RECORD EXTRACTS:
- - -

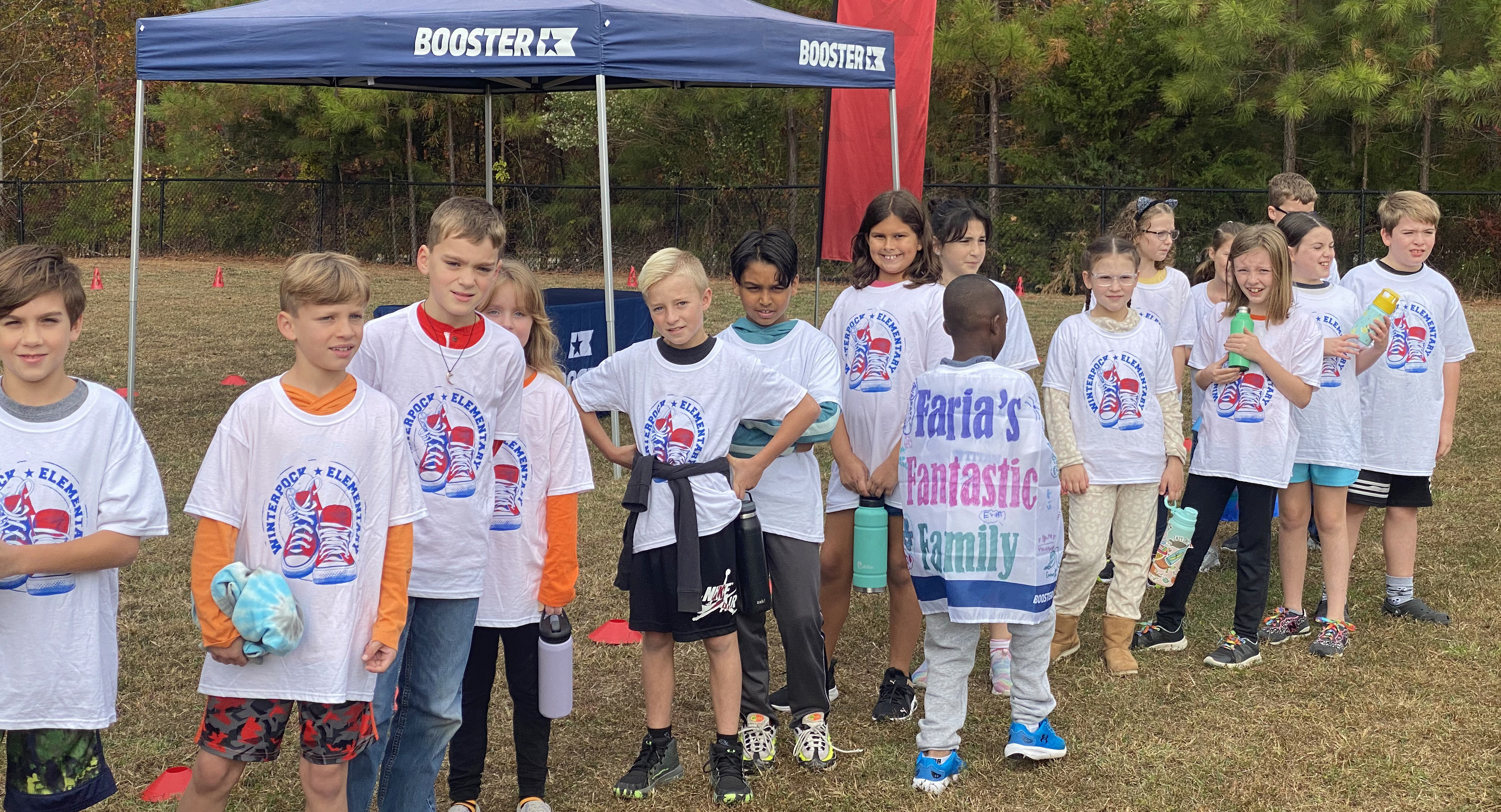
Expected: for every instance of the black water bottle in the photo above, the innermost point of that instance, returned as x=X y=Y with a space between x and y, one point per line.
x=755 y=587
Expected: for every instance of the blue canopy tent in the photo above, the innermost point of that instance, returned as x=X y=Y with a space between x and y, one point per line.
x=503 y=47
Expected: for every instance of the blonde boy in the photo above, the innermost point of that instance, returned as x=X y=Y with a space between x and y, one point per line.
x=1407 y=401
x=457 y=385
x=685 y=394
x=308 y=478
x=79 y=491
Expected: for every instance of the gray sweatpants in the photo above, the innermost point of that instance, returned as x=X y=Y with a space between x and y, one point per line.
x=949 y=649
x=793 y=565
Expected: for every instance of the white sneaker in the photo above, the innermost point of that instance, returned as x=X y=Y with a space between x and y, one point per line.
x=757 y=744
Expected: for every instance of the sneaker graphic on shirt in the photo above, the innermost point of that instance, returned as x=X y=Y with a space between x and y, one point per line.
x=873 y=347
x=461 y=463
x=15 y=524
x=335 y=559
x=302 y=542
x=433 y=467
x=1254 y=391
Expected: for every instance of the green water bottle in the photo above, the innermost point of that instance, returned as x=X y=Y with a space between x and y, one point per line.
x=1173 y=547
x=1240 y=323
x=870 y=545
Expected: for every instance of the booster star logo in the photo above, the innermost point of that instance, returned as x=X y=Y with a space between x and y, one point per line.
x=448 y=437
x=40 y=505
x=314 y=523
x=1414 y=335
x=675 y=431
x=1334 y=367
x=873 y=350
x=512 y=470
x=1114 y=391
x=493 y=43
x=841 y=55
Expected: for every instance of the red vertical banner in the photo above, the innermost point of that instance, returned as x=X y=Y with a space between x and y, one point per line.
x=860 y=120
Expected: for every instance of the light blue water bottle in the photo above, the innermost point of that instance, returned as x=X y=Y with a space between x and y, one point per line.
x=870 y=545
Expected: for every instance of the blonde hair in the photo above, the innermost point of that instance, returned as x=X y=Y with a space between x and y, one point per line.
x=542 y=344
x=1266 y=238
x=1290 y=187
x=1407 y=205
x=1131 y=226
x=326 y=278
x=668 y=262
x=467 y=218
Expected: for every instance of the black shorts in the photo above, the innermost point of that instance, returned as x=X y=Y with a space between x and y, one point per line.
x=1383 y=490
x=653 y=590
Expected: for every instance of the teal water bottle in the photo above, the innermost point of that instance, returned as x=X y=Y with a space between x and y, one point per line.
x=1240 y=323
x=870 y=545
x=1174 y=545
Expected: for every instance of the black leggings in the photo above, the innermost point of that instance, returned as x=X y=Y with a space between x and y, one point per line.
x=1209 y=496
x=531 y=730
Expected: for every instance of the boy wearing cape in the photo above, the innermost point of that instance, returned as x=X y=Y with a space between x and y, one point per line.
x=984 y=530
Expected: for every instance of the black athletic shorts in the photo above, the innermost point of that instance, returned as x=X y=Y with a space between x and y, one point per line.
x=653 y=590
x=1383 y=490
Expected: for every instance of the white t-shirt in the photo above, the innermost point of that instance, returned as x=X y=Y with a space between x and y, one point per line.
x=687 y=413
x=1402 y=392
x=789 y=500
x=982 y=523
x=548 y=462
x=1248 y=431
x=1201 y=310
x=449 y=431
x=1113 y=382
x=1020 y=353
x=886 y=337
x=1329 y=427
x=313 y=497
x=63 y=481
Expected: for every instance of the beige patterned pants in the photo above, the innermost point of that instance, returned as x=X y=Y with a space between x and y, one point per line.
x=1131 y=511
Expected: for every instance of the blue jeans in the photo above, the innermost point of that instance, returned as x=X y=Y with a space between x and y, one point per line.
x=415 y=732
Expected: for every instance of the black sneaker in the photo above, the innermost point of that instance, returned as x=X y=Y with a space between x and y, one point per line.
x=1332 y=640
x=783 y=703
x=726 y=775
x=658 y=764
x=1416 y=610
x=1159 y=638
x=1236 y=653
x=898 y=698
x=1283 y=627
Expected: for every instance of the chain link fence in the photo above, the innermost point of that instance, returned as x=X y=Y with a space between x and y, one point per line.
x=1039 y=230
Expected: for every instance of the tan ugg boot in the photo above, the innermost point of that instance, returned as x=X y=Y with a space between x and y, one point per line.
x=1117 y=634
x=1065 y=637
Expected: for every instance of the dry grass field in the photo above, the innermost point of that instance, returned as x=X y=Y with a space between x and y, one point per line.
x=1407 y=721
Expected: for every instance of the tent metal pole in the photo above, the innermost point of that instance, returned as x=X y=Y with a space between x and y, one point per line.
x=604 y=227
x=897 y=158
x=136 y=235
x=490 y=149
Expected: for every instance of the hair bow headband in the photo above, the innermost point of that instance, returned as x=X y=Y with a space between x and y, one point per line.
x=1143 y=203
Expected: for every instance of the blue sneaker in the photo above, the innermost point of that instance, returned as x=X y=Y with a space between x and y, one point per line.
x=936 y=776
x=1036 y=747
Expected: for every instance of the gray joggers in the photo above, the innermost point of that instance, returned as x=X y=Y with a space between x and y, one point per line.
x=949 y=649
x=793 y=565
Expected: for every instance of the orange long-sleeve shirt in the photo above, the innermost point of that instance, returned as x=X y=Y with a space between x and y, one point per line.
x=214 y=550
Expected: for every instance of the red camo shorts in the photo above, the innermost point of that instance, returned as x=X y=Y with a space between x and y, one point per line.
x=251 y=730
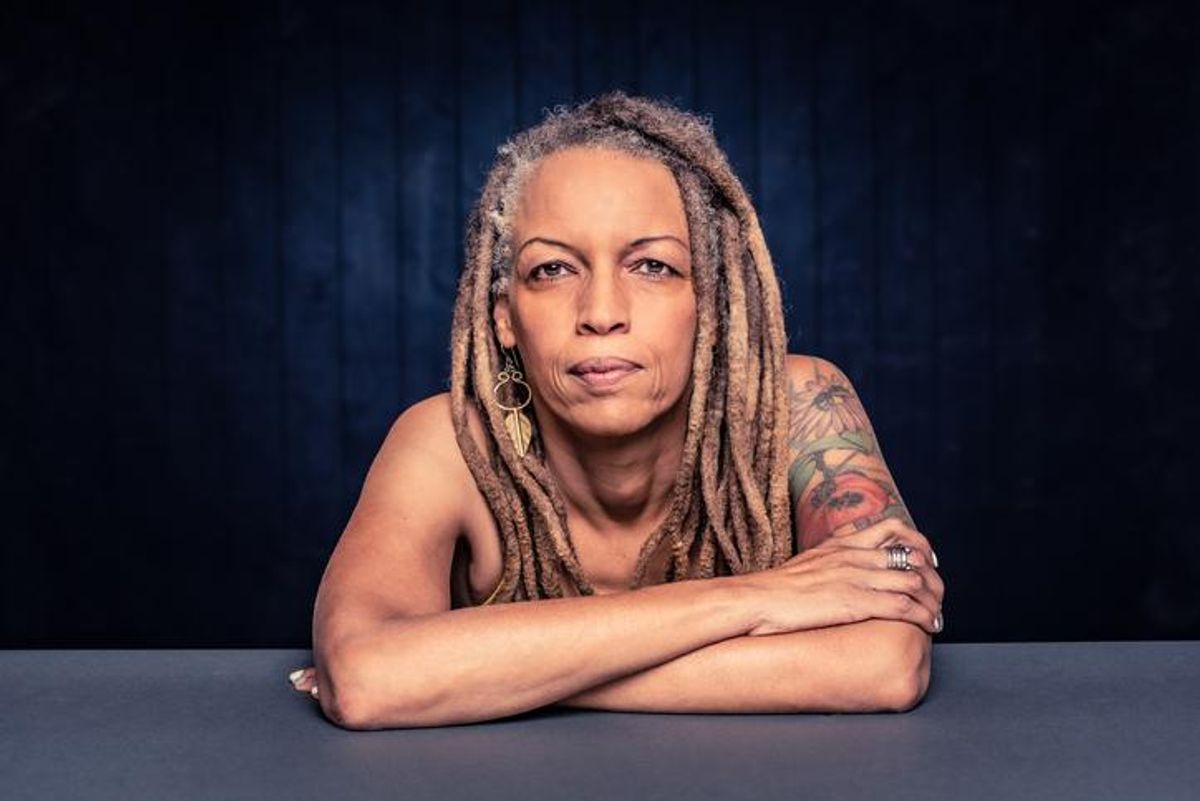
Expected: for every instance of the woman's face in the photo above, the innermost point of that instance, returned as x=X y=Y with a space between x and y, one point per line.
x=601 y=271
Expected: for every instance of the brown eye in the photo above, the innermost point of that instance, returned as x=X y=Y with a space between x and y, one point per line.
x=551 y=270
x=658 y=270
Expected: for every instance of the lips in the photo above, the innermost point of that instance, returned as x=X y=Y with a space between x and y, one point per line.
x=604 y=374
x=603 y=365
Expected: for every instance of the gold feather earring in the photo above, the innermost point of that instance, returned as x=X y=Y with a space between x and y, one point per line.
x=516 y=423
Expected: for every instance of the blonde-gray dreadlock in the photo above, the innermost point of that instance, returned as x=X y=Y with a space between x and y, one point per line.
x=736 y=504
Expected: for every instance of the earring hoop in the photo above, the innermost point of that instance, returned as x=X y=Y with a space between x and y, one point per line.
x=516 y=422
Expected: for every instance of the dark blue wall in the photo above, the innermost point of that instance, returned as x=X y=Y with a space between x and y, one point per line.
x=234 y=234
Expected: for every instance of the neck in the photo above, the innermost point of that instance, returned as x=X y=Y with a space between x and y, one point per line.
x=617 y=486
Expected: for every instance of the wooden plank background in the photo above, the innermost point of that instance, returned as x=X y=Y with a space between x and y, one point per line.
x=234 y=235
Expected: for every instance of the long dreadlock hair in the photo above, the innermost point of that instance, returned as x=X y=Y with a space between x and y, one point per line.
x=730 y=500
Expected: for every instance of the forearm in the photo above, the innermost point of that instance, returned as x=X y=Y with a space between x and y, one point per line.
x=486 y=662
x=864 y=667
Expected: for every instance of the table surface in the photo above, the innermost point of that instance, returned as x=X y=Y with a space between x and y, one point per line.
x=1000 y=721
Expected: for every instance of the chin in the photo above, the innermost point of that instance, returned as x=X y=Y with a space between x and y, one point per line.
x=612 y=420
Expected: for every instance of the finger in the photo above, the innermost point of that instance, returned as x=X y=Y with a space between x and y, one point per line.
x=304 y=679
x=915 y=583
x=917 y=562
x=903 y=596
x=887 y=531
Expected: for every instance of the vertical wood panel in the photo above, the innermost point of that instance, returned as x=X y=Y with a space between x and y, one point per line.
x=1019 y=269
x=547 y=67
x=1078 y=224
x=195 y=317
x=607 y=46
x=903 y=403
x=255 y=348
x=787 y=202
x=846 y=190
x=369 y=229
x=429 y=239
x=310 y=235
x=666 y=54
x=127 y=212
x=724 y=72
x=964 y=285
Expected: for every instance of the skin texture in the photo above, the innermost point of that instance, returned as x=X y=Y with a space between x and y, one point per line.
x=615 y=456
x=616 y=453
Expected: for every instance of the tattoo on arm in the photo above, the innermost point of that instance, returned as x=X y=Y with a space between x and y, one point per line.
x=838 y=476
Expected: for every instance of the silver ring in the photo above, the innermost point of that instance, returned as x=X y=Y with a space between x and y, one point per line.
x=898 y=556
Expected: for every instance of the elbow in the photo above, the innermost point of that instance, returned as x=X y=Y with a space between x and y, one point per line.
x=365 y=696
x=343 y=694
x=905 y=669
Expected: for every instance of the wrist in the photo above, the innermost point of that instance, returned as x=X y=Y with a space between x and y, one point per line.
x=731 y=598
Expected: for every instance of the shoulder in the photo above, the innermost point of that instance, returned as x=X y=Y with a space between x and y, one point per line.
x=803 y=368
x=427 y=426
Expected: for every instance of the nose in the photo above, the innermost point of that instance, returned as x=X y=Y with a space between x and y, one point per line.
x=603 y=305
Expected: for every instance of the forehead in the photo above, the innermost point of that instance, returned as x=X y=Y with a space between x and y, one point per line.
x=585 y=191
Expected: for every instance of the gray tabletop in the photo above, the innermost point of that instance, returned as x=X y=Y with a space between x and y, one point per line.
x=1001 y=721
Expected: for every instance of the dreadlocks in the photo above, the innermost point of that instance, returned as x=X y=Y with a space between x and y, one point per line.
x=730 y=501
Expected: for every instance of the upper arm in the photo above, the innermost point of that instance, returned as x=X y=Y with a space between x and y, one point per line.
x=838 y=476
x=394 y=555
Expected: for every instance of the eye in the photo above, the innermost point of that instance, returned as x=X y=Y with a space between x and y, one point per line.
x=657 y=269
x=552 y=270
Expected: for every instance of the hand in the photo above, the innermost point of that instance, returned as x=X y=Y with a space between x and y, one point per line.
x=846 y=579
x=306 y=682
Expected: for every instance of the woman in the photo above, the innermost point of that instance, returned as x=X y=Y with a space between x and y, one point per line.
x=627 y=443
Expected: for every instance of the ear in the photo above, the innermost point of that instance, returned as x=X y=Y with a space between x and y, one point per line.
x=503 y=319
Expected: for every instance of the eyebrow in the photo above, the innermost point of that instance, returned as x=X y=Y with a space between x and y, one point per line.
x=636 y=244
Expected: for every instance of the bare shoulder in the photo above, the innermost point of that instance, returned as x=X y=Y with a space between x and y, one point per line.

- - -

EXERCISE PROMPT: Copy nothing except the lines from the one holding "Expected: for every instance of the woman in" through the last line of the data above, and return them exactly.

ANSWER TO THIS EXERCISE:
Expected: for every instance of the woman in the photo above, the innermost point of that instance, returned as x=X y=Y with a space between x and y, one point per line.
x=627 y=443
Expected: for every instance of the ear in the photo above, the innermost point of that instance, returned as x=X y=Y with a space between x and y, one point per line.
x=503 y=319
Expected: for every instance of the eyebrow in the photo above, the innermost point of that instance, returned as x=X y=Y with a space between x and y, one point per line.
x=636 y=244
Expected: for every instance of the bare shoulder in the photo above, the innermost point of that instance, returned as x=X y=Y with a space between x and y, one point per line.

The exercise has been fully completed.